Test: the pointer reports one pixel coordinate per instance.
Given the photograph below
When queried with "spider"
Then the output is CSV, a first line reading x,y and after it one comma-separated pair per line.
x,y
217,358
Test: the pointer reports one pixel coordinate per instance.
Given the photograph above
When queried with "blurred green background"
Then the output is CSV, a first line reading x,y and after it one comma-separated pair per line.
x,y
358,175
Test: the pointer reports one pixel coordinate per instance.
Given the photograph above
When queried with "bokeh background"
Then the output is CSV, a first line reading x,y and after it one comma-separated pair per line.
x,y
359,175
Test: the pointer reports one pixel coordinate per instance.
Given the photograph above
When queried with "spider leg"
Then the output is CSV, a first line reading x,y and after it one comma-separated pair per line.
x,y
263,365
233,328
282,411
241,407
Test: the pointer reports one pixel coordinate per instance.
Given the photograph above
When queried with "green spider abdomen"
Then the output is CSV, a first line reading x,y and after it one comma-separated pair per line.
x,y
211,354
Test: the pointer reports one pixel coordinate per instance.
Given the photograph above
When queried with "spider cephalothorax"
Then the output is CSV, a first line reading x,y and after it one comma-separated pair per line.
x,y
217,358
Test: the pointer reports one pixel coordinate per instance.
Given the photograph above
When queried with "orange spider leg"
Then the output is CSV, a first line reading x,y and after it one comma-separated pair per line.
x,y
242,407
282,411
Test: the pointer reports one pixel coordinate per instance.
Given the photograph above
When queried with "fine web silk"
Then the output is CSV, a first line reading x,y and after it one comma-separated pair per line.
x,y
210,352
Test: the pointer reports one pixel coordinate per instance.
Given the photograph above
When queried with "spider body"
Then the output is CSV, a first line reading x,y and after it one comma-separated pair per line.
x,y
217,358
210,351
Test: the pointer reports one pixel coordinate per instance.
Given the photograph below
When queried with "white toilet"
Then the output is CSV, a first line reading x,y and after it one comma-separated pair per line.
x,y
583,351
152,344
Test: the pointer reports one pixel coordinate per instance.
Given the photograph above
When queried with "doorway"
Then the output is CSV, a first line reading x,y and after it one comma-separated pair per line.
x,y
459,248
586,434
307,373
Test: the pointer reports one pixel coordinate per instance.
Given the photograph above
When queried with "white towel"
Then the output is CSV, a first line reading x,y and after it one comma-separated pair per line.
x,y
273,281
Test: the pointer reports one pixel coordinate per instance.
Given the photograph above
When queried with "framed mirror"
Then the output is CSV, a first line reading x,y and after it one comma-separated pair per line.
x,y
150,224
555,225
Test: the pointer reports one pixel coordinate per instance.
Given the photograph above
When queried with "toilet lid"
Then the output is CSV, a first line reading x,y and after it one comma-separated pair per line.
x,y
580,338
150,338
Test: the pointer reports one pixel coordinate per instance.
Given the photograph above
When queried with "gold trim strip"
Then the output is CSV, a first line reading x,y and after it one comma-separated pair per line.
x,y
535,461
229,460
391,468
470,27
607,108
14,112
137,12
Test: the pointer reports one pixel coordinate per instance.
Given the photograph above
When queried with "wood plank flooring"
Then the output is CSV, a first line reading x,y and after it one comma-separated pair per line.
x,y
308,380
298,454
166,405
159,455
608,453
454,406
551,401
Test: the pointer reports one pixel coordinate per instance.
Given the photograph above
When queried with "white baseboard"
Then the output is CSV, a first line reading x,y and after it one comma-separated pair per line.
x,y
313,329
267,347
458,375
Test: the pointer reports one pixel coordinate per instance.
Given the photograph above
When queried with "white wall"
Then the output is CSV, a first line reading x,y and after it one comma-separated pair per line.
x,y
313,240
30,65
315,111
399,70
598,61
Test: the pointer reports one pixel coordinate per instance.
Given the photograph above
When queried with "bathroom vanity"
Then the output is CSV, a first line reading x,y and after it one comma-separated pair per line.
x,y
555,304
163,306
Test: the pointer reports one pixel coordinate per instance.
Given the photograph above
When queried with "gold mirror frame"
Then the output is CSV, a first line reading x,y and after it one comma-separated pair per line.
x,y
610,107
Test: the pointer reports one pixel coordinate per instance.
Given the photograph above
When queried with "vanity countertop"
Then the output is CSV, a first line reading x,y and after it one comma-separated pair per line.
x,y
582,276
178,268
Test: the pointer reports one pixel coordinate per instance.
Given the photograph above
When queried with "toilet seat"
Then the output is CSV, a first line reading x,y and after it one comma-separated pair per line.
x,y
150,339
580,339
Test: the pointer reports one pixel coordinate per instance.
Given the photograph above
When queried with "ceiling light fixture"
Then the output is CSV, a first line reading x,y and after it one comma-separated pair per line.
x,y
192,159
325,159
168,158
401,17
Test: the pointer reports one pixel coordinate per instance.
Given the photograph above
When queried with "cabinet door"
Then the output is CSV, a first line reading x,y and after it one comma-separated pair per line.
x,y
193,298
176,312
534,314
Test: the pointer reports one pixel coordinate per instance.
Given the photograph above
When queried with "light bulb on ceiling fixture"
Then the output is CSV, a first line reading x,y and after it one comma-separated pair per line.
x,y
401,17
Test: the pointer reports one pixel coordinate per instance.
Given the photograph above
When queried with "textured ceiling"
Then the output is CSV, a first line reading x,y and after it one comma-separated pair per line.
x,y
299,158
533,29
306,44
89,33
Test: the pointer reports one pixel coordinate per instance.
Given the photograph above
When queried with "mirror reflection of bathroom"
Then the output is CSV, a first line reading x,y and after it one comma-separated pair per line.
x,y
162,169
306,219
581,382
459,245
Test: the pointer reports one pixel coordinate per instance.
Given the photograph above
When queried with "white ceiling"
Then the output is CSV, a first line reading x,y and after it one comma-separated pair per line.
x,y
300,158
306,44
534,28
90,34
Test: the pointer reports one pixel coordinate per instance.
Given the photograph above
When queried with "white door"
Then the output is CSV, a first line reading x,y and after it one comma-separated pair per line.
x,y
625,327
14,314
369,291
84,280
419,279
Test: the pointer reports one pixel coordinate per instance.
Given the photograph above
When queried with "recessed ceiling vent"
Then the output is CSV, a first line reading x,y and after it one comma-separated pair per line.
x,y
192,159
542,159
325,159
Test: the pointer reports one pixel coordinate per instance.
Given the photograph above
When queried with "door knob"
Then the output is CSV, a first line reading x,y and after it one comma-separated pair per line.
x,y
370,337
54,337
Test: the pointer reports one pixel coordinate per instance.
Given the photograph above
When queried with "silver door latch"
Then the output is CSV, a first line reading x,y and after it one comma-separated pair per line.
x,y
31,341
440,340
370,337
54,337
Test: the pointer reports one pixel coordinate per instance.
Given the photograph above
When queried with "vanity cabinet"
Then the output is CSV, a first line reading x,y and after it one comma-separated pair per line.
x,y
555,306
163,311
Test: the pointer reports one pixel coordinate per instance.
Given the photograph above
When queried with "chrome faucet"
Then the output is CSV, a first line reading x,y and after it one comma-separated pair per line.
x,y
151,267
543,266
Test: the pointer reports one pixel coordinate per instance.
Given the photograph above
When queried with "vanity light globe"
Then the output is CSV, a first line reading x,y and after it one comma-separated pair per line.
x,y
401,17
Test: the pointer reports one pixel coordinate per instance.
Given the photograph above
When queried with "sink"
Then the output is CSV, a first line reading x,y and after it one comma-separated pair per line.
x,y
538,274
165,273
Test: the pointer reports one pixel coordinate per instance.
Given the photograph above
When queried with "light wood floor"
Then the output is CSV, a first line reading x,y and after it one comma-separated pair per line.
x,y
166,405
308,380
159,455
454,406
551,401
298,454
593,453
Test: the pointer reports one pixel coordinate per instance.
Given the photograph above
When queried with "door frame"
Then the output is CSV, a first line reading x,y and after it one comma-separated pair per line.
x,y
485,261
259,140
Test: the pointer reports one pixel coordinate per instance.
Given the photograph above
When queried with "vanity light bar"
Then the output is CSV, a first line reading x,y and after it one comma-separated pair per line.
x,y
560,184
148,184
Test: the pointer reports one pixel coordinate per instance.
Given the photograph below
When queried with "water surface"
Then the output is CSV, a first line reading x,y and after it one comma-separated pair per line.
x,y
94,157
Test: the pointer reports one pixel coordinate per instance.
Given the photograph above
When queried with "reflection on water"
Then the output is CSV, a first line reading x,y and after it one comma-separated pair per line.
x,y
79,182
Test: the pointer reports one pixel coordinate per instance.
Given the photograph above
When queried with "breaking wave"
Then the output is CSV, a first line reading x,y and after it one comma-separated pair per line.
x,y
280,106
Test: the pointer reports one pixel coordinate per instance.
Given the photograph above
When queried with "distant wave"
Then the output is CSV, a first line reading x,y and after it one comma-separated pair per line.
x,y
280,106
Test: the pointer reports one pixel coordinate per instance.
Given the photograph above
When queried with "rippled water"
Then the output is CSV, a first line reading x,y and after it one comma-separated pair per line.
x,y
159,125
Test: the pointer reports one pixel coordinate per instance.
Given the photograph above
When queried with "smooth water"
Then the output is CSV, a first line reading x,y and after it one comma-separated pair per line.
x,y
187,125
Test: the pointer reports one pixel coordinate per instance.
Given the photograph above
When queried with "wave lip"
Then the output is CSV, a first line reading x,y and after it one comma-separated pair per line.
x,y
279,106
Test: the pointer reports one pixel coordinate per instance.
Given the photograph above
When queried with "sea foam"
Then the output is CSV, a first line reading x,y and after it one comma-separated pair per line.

____

:: YOUR TASK ::
Could you copy each line of the material that holds "ceiling"?

:: ANSWER SECTION ::
When queried with "ceiling light fixture"
When queried with "light bulb on ceiling fixture"
When queried with "textured ceiling"
When queried with "white ceiling"
When queried with "recessed ceiling vent"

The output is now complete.